--- START ---

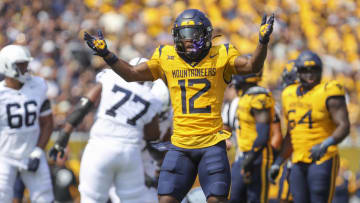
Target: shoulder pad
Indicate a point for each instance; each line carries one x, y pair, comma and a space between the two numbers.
257, 90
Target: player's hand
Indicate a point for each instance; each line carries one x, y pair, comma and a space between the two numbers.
317, 152
55, 150
266, 28
273, 173
34, 159
59, 146
98, 45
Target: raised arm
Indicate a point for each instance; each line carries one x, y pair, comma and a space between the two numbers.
255, 64
140, 72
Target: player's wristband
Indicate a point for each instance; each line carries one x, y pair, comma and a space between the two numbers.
112, 60
328, 142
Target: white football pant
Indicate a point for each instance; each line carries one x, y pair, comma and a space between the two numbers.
38, 183
105, 163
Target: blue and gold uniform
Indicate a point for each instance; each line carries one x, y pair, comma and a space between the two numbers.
310, 124
256, 189
197, 92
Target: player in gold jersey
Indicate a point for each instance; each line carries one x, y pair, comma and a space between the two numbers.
317, 120
196, 74
255, 113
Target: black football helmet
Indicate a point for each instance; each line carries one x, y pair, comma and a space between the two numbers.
192, 24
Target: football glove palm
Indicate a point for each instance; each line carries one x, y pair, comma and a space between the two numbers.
266, 29
59, 146
98, 45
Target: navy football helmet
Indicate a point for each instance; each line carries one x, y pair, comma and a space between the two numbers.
309, 69
308, 60
193, 25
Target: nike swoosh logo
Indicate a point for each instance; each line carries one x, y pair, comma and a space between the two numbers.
213, 56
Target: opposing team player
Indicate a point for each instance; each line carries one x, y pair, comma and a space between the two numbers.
317, 119
127, 113
26, 125
197, 74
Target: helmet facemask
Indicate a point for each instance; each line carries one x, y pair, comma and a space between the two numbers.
195, 34
309, 76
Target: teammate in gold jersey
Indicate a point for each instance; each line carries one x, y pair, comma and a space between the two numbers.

--- END ---

**What the task asks**
Write out an exact copy of the listing, first line through the line containing "Target: player's hand", with the pictures left out.

**Worked solution**
Target: shoulder pad
Indicate a point for each instance; each line carries one x, y pair, comma and a space between the two numbers.
257, 90
Target: player's hand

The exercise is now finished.